→ **Selected passage**:
________________________

# Accelerating Cleantech Advancements through NLP-Powered Text Mining and Knowledge Extraction

Group: Marusa Storman, Vignesh Govindaraj, Pradip Ravichandran

## Stage 2: Advanced Embedding Models Training and Analysis

### Data Preparation for Embeddings

In [1]:
import sys
import os

# Get the directory of the current notebook
notebook_dir = os.getcwd()

# Change current working directory to where the notebook resides
os.chdir(notebook_dir)

# List of required libraries
required_libraries = [
    'gensim',
    'scipy==1.12'
    'transformers',
    'torch'
]

# Check if each library is installed, if not, install it
for lib in required_libraries:
    try:
        __import__(lib)
    except ImportError:
        print(f"Installing {lib}...")
        !"{sys.executable}" -m pip install {lib}

Installing scipy==1.12...

________________________

→ **Dataset entries**:
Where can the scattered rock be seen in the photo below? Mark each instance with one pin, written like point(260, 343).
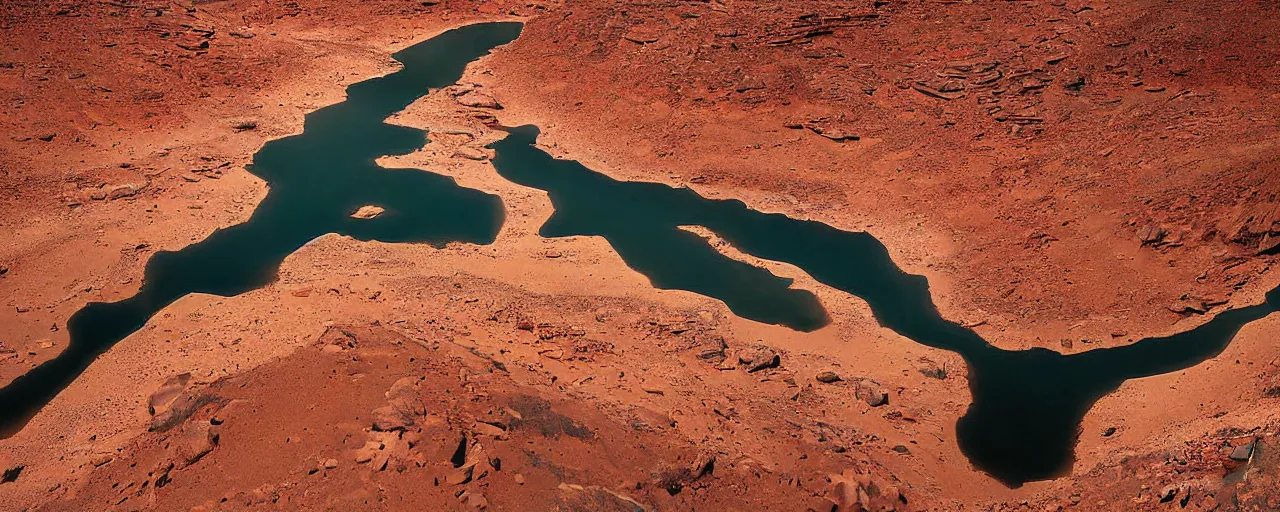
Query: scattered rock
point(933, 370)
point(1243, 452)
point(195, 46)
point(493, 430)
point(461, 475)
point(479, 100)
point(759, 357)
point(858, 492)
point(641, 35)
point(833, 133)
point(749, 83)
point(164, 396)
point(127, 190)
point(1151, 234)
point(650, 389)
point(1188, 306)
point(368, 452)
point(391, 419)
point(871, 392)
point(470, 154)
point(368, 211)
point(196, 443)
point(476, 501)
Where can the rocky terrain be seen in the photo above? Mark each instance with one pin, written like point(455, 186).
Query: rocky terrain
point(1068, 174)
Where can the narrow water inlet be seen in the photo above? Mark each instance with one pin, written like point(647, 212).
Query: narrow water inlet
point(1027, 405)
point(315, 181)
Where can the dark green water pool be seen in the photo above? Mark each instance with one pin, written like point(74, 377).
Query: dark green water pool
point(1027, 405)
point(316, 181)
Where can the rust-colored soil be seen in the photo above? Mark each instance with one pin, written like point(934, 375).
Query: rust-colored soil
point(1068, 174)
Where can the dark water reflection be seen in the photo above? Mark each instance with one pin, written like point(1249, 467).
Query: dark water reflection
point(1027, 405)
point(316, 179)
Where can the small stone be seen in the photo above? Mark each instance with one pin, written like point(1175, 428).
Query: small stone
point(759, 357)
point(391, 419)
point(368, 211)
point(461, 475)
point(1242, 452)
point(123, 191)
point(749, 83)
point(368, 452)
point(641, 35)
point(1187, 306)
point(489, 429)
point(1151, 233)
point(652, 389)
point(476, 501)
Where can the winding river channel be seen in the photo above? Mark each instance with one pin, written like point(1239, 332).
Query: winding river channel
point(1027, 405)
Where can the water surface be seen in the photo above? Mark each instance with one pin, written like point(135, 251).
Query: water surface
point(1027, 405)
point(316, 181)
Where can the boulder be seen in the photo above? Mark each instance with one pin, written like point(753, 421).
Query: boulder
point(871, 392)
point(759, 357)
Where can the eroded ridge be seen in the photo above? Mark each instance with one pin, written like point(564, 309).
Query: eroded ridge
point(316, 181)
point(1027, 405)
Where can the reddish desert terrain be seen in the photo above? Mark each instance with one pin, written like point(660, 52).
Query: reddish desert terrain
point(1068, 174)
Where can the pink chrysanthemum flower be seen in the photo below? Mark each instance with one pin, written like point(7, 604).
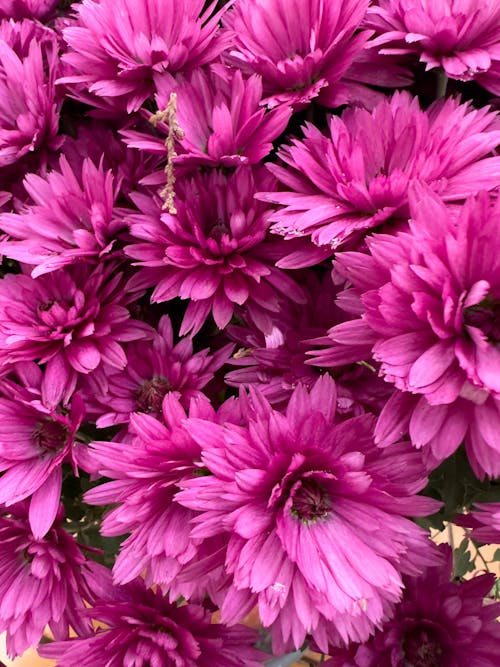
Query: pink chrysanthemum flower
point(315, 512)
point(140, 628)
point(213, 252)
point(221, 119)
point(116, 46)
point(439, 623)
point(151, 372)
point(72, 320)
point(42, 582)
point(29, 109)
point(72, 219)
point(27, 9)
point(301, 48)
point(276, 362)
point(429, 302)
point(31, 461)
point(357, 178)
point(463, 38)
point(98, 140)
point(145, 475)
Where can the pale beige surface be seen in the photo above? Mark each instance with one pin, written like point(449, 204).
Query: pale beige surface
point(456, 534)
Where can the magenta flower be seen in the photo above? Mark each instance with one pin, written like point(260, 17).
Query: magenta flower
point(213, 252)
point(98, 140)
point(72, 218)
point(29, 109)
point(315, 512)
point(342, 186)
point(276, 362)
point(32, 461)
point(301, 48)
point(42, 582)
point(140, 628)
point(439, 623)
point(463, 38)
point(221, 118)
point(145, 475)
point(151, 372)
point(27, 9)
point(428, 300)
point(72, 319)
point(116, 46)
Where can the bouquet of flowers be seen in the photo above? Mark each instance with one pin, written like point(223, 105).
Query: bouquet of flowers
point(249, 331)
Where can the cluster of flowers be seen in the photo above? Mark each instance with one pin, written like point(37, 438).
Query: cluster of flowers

________________________

→ **Stated task 1**:
Using the notebook page, can you answer these?
(a) Who are the members of the group?
(b) What is the title of Stage 2?
(c) Which function call obtains the directory of the current notebook?
→ **Stated task 2**:
How would you sum up the notebook page in two sentences?
→ **Stated task 3**:
Will you write out the part of the notebook page from "# Check if each" up to and including "Installing scipy==1.12..."?

→ **Exercise response 1**:
(a) Marusa Storman, Vignesh Govindaraj and Pradip Ravichandran.
(b) Advanced Embedding Models Training and Analysis.
(c) os.getcwd().

→ **Exercise response 2**:
The page belongs to a group project on accelerating cleantech advancements through NLP-powered text mining and knowledge extraction, and this part covers Stage 2, advanced embedding models training and analysis. Its first data preparation cell sets the working directory to the notebook's own directory, then tries to import each required library and installs any that is missing with pip.

→ **Exercise response 3**:
# Check if each library is installed, if not, install it
for lib in required_libraries:
    try:
        __import__(lib)
    except ImportError:
        print(f"Installing {lib}...")
        !"{sys.executable}" -m pip install {lib}

Installing scipy==1.12...